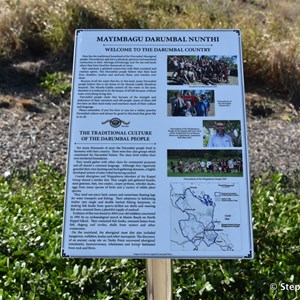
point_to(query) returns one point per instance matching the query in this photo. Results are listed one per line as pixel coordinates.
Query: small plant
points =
(57, 83)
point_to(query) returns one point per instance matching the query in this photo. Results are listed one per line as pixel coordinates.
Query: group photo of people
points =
(222, 134)
(191, 103)
(203, 163)
(207, 70)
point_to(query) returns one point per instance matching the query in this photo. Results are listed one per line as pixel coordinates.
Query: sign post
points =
(159, 279)
(158, 162)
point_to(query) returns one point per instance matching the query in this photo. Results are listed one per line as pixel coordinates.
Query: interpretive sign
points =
(158, 158)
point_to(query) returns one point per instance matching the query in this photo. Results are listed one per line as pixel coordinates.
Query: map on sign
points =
(199, 221)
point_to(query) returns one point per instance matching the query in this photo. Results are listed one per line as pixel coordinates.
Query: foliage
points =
(57, 83)
(31, 266)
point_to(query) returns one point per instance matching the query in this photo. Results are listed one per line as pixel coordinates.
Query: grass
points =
(31, 267)
(270, 29)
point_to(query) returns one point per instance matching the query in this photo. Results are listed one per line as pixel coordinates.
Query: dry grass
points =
(270, 29)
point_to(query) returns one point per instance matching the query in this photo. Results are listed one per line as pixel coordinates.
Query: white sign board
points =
(158, 158)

+++

■ **Aim of the task**: Using the listing above, count the lines that contain the word "sign" and state only that number.

■ **The completed task**: 4